GIVEN INSTRUCTION:
Change each "horse's tail" in the items to "horse's mane" and write the items out again with nothing else altered, omitting the pictures.

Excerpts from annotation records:
+++

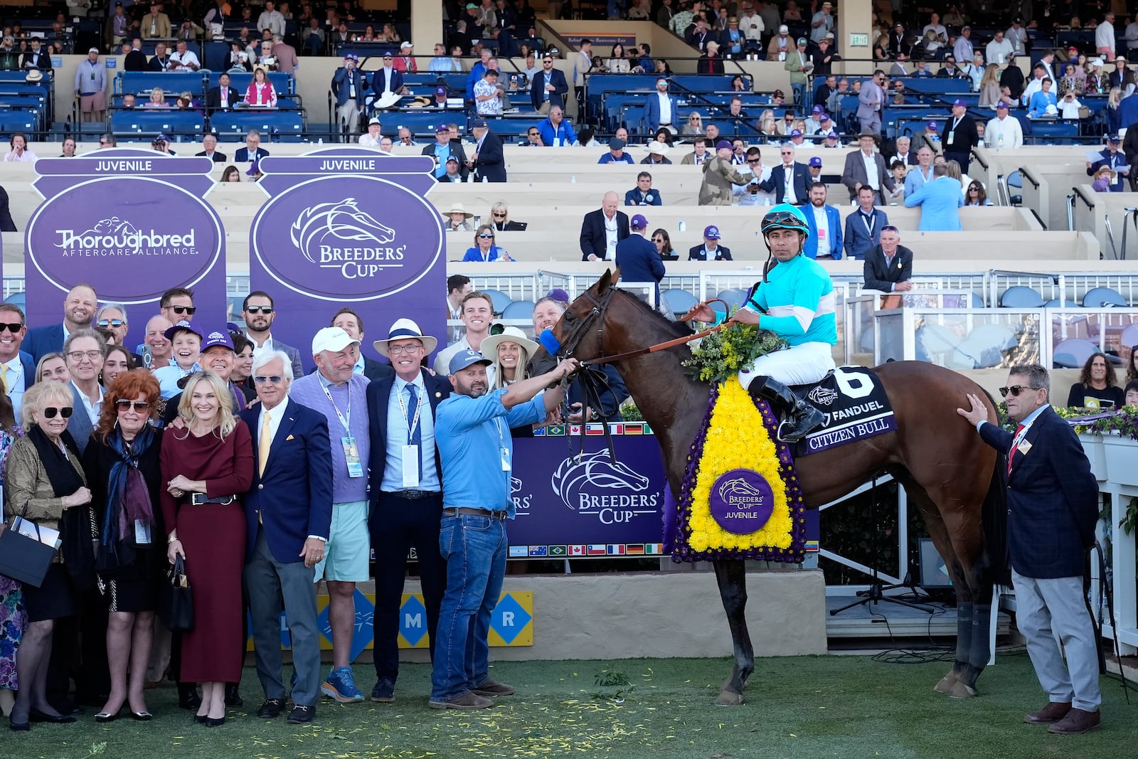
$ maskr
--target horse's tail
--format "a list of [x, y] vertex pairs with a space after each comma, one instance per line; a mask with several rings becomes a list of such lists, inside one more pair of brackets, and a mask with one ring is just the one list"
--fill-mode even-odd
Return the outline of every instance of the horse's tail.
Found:
[[[984, 390], [984, 395], [993, 409], [999, 407], [988, 390]], [[992, 467], [991, 480], [988, 484], [988, 493], [984, 495], [981, 511], [984, 531], [983, 588], [986, 593], [990, 593], [995, 585], [1011, 585], [1012, 583], [1007, 566], [1007, 496], [1004, 475], [1006, 471], [1007, 456], [1000, 453], [996, 456], [996, 464]], [[988, 600], [990, 601], [990, 597]]]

+++

RESPONSE TO THE EXERCISE:
$ maskr
--target horse's mane
--format "a list of [x, y] vertex pairs with a space after each comma, one instance per line; a mask with several rings becomes a list of such lists, inside one more pair of brackets, and a mask with one ring is just the one list"
--fill-mode even-odd
Return the outline of every instance of the horse's mane.
Found:
[[[984, 390], [984, 395], [993, 409], [999, 407], [988, 390]], [[992, 467], [991, 480], [988, 484], [988, 493], [984, 495], [981, 511], [984, 531], [983, 588], [986, 593], [990, 593], [995, 585], [1011, 585], [1012, 583], [1007, 566], [1007, 496], [1004, 475], [1006, 471], [1007, 456], [1000, 453], [996, 456], [996, 464]], [[988, 600], [990, 601], [990, 597]]]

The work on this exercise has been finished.